=== DATA TO USE ===

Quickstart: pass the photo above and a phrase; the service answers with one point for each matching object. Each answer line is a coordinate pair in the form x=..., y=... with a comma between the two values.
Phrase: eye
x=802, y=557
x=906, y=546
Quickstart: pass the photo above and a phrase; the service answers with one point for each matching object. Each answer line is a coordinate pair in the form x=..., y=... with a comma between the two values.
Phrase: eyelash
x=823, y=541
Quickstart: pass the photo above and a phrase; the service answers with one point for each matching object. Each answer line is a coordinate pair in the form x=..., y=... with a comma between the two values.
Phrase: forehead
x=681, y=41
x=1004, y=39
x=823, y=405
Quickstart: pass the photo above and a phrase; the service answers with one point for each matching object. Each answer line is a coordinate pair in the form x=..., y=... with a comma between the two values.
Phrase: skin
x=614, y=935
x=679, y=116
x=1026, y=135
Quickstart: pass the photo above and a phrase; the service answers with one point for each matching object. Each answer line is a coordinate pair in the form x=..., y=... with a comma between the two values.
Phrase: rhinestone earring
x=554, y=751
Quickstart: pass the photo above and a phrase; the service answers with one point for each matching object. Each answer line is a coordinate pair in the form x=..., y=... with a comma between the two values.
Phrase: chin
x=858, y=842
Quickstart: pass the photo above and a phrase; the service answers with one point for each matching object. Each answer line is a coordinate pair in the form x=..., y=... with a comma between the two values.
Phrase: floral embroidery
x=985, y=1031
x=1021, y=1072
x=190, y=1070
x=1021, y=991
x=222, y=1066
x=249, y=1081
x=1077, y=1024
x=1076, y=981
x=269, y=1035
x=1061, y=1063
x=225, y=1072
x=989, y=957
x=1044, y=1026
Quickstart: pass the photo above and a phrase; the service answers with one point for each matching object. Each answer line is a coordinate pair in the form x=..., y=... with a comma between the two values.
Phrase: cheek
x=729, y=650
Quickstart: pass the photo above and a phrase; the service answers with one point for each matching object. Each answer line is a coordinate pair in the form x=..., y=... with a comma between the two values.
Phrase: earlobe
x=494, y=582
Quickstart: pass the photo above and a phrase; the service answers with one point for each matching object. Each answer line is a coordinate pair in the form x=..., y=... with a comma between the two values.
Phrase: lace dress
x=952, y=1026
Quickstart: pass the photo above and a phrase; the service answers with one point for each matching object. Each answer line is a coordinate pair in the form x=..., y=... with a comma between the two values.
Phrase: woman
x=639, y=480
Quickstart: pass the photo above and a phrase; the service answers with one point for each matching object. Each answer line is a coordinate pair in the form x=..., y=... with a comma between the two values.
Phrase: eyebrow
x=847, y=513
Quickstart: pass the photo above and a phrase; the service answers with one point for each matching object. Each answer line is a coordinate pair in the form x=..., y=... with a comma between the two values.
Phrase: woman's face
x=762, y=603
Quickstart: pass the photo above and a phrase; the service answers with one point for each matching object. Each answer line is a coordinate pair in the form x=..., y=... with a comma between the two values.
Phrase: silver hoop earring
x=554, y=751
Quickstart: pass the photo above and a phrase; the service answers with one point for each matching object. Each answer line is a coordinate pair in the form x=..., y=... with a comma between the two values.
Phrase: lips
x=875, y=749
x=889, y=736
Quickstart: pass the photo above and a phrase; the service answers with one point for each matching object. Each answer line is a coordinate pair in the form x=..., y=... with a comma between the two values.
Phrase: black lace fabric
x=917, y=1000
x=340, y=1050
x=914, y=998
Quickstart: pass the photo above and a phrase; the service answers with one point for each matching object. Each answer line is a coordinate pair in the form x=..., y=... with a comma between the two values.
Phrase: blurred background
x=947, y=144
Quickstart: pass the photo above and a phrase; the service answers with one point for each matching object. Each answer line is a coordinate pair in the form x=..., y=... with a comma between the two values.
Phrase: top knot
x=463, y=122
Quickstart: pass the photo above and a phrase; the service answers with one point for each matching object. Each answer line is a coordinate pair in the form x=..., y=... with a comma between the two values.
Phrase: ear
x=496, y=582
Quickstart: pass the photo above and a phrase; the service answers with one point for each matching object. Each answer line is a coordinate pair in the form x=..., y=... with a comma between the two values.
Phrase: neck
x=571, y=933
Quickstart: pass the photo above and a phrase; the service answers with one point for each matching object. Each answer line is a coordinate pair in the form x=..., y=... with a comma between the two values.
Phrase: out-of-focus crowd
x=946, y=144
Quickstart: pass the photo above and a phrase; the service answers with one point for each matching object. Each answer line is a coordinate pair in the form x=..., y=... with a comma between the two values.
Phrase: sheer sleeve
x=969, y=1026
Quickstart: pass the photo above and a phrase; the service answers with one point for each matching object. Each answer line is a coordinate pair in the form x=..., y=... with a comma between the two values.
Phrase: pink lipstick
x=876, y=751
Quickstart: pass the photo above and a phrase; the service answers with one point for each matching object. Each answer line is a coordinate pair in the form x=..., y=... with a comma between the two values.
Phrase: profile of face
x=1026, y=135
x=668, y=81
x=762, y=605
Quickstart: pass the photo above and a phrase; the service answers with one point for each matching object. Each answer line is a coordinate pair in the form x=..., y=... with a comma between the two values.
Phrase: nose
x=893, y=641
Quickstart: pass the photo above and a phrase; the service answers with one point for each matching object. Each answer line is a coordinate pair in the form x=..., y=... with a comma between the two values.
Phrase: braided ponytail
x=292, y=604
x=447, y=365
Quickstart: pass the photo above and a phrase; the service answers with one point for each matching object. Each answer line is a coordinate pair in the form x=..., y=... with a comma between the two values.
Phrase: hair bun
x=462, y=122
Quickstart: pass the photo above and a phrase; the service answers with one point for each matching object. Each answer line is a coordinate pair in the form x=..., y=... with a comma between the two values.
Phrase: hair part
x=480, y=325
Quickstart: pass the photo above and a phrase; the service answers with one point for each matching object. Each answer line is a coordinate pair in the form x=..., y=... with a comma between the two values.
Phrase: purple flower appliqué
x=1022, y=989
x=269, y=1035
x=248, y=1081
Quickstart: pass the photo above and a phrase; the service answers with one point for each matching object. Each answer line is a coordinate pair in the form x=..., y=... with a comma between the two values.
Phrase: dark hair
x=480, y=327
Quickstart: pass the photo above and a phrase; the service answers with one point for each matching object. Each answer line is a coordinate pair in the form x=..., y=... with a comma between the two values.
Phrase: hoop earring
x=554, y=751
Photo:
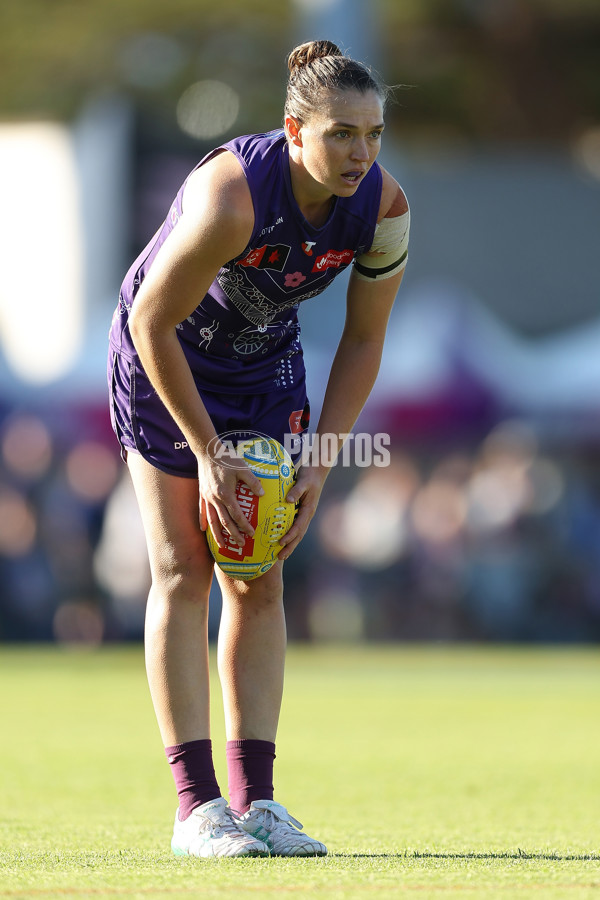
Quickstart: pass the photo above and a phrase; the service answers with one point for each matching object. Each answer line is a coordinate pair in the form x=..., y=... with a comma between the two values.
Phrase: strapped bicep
x=388, y=254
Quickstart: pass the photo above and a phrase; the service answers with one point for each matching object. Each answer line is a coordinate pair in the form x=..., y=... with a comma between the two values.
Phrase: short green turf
x=429, y=771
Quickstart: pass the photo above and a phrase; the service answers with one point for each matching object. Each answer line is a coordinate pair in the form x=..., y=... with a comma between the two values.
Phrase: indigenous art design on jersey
x=244, y=333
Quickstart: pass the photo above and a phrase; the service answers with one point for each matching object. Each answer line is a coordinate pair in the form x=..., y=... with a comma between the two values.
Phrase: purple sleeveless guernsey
x=242, y=342
x=244, y=336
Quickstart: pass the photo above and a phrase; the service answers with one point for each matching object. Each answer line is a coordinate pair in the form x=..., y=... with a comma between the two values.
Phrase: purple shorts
x=143, y=425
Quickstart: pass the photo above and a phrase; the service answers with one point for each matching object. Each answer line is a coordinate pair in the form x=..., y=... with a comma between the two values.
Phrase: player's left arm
x=356, y=363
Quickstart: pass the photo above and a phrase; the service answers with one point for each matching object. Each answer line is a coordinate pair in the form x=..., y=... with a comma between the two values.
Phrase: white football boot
x=270, y=822
x=212, y=830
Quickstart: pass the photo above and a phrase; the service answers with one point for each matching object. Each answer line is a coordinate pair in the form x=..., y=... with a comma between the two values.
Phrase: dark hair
x=320, y=65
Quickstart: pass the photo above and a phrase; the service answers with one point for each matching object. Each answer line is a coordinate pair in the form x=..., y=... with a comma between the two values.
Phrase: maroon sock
x=194, y=774
x=250, y=772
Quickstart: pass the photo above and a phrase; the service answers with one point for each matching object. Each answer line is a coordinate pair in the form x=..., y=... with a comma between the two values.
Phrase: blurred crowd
x=497, y=540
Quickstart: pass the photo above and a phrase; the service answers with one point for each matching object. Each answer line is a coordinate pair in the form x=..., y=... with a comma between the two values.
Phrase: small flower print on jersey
x=294, y=279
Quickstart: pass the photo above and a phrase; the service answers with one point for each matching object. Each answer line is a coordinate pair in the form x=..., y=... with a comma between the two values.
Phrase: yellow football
x=270, y=515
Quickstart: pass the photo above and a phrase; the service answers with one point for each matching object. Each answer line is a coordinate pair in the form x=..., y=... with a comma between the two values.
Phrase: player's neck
x=313, y=199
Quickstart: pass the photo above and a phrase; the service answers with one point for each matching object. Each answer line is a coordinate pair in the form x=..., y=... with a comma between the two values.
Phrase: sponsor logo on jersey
x=269, y=256
x=333, y=259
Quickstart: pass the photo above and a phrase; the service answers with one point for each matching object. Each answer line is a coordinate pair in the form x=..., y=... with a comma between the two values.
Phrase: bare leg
x=252, y=641
x=177, y=613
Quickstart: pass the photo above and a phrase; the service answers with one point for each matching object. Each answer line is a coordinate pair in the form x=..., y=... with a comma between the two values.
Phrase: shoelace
x=281, y=820
x=225, y=820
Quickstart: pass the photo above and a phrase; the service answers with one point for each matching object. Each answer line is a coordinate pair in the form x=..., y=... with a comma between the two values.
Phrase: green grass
x=462, y=772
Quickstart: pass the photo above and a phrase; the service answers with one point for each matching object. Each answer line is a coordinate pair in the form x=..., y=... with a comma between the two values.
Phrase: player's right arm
x=216, y=225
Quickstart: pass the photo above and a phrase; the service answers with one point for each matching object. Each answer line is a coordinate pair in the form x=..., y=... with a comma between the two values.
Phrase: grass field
x=456, y=771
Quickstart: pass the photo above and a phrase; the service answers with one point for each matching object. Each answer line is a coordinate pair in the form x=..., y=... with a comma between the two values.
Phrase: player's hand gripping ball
x=270, y=515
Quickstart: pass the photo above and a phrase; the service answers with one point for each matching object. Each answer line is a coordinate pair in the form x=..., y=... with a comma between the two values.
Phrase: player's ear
x=292, y=130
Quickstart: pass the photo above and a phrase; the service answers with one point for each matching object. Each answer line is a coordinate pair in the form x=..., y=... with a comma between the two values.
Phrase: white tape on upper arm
x=390, y=244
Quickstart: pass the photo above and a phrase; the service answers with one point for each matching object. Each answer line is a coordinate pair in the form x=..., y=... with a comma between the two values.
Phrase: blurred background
x=486, y=526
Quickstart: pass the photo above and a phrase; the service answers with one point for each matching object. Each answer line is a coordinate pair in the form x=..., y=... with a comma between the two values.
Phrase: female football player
x=205, y=342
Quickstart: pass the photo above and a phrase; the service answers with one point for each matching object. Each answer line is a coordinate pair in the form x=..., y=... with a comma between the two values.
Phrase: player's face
x=340, y=141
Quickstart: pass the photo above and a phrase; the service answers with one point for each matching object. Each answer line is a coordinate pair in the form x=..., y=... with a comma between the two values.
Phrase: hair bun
x=306, y=53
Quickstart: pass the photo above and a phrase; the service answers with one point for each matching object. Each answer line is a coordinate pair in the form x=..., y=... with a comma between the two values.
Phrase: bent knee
x=182, y=571
x=267, y=590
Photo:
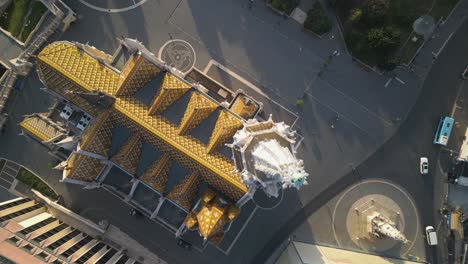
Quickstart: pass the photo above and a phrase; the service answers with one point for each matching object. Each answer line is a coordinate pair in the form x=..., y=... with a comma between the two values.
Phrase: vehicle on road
x=135, y=212
x=444, y=128
x=431, y=236
x=84, y=121
x=184, y=244
x=67, y=111
x=423, y=165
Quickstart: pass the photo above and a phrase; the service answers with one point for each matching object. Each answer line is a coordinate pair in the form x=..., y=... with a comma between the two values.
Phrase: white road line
x=4, y=172
x=249, y=84
x=344, y=116
x=229, y=62
x=241, y=79
x=388, y=82
x=400, y=80
x=454, y=107
x=443, y=45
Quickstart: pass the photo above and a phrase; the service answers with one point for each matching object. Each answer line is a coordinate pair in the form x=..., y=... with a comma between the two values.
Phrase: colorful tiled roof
x=217, y=170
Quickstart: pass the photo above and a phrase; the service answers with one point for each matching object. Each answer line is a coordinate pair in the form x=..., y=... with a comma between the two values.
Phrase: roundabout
x=363, y=201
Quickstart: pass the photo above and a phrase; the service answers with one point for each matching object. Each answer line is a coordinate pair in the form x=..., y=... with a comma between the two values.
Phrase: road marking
x=454, y=107
x=443, y=46
x=6, y=173
x=207, y=67
x=239, y=233
x=357, y=103
x=400, y=80
x=241, y=79
x=249, y=84
x=388, y=82
x=3, y=179
x=112, y=10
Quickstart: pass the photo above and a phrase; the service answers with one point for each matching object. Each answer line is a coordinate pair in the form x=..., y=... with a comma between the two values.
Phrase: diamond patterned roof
x=185, y=191
x=58, y=70
x=129, y=155
x=137, y=72
x=211, y=217
x=83, y=168
x=98, y=137
x=171, y=90
x=157, y=174
x=226, y=126
x=198, y=109
x=80, y=67
x=39, y=126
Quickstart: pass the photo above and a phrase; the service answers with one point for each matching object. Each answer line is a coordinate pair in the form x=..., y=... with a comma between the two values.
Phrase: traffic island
x=317, y=20
x=21, y=17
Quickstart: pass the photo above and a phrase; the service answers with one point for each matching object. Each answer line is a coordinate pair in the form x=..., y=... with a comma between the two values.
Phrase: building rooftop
x=68, y=68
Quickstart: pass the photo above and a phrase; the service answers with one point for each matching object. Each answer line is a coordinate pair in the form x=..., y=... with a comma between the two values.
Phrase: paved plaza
x=348, y=114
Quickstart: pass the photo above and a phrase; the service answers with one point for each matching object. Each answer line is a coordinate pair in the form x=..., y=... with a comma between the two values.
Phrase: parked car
x=67, y=111
x=135, y=212
x=84, y=121
x=184, y=244
x=431, y=236
x=424, y=165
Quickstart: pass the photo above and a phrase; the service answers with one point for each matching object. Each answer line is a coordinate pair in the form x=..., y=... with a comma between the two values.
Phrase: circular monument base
x=363, y=201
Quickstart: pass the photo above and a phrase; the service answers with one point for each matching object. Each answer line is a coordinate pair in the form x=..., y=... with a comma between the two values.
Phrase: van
x=431, y=236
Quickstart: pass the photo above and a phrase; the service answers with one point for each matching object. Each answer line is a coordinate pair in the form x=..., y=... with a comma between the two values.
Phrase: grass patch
x=21, y=17
x=442, y=8
x=38, y=10
x=36, y=183
x=285, y=6
x=358, y=18
x=317, y=20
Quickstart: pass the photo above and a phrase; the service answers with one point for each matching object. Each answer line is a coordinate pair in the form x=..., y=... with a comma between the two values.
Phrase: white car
x=84, y=121
x=424, y=165
x=431, y=236
x=67, y=111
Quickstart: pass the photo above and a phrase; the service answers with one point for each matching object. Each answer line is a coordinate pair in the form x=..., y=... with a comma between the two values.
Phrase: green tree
x=375, y=10
x=383, y=38
x=355, y=15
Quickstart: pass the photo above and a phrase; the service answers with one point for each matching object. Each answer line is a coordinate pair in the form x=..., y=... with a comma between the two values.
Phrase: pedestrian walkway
x=10, y=48
x=8, y=174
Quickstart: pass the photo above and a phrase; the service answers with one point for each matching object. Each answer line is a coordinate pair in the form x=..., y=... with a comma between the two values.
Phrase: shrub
x=376, y=10
x=317, y=21
x=383, y=38
x=356, y=14
x=285, y=6
x=388, y=63
x=300, y=103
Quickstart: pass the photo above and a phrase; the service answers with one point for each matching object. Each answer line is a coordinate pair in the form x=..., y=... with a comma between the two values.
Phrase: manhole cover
x=179, y=54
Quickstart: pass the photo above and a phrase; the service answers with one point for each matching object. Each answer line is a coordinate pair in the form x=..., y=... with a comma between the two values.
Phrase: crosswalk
x=8, y=174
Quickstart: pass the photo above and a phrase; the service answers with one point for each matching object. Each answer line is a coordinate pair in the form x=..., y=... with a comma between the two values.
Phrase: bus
x=443, y=130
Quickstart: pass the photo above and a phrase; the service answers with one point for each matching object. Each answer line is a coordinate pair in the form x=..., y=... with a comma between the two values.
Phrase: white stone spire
x=264, y=154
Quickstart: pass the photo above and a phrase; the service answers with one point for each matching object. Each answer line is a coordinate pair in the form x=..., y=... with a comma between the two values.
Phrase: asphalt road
x=398, y=159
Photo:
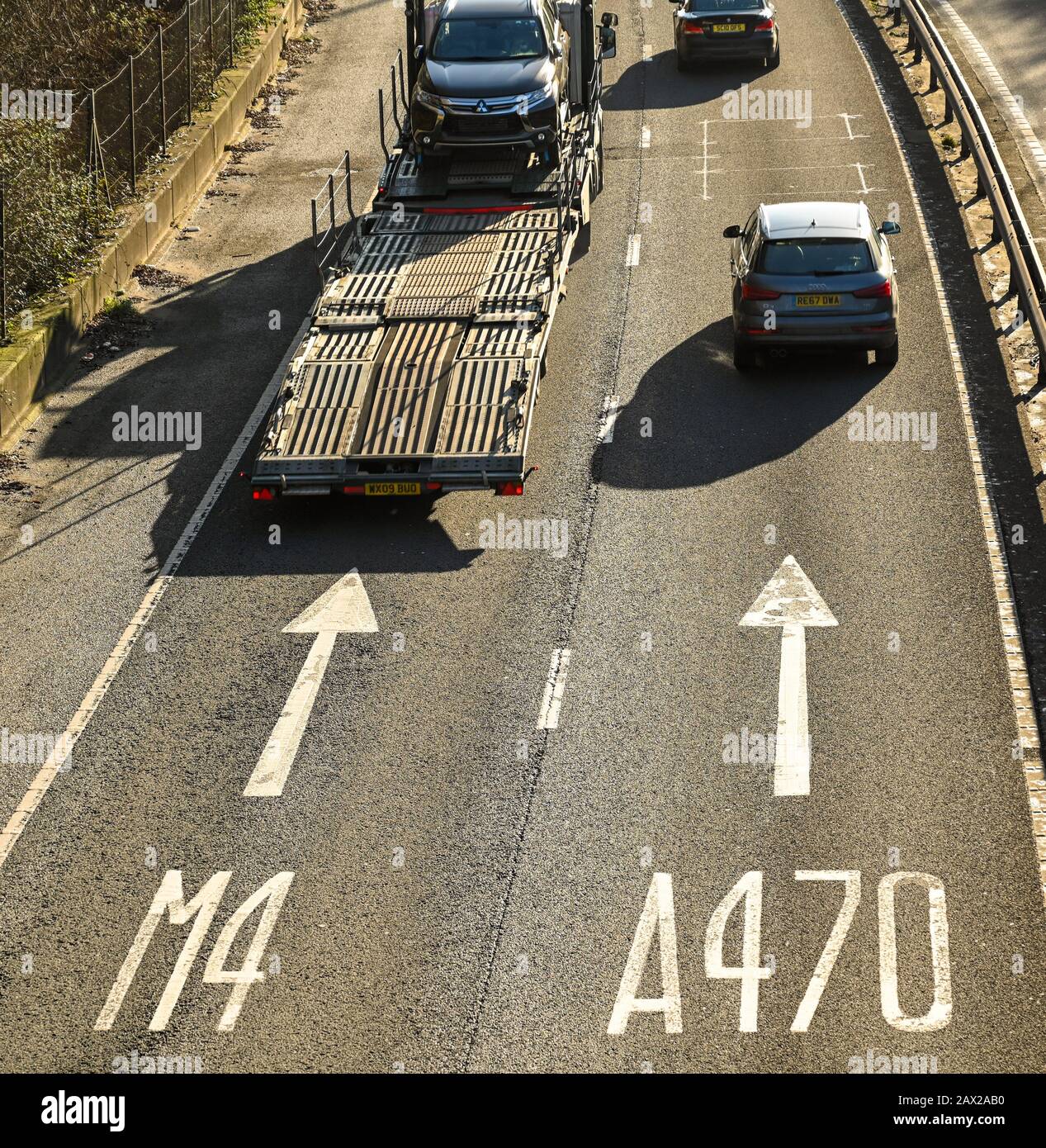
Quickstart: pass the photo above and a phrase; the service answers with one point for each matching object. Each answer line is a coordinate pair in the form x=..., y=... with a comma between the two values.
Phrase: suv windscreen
x=816, y=258
x=494, y=38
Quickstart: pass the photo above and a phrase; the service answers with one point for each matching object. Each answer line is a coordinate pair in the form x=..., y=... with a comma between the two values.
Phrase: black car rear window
x=815, y=256
x=724, y=5
x=492, y=38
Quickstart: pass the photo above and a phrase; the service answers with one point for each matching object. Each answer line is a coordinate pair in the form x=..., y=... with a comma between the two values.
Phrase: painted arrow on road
x=344, y=609
x=790, y=602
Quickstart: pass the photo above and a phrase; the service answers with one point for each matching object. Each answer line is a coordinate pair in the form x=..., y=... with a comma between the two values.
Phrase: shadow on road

===

» PROBLEM TO SOLVE: Can you write out everything from the start of the items down to the line containing "x=858, y=842", both ends included and the requests kept in place, shifting every coordinate in the answers by -108 while leaving the requests and their format samples unchanged?

» EXPECTED ANSWER:
Quickstart: pass the photo above and a phrase; the service answers with one point for each matching object. Each answer line is a coordinate pair in the form x=..., y=... with a comma between the two values.
Phrase: eye
x=694, y=449
x=798, y=438
Quickstart: pass the photo above and a phrase; the service answers with one point for each matching object. Each answer line is a coordinate pair in the form x=..., y=... with a comma between the two values.
Phrase: eyelash
x=715, y=433
Quickstart: pass the photo above and a phrase; the service answers with one point for each matching object. Each answer line is a coordinate pair in the form x=..., y=... with a comma between the two values.
Phrase: forehead
x=573, y=-67
x=896, y=-69
x=715, y=297
Quickstart: pass the photo above and a phrase; the service answers with one point for each matching object. Each answer line is a coordinate pair in the form x=..., y=... with a comma between the two values.
Phrase: skin
x=506, y=827
x=571, y=8
x=918, y=27
Quickstart: pass the photo above and a phrase; the service answers with one point for each matching object. Each answer line is a coordinate pair in the form x=..., y=... with a comma between the two values.
Phrase: rhinestone earring
x=446, y=643
Quickstart: pass the photo above and a phrase; the service answers with one point for each matching object. Each answer line is a coordinate pair in the form x=..., y=... with a comma between the two values.
Phrase: chin
x=750, y=734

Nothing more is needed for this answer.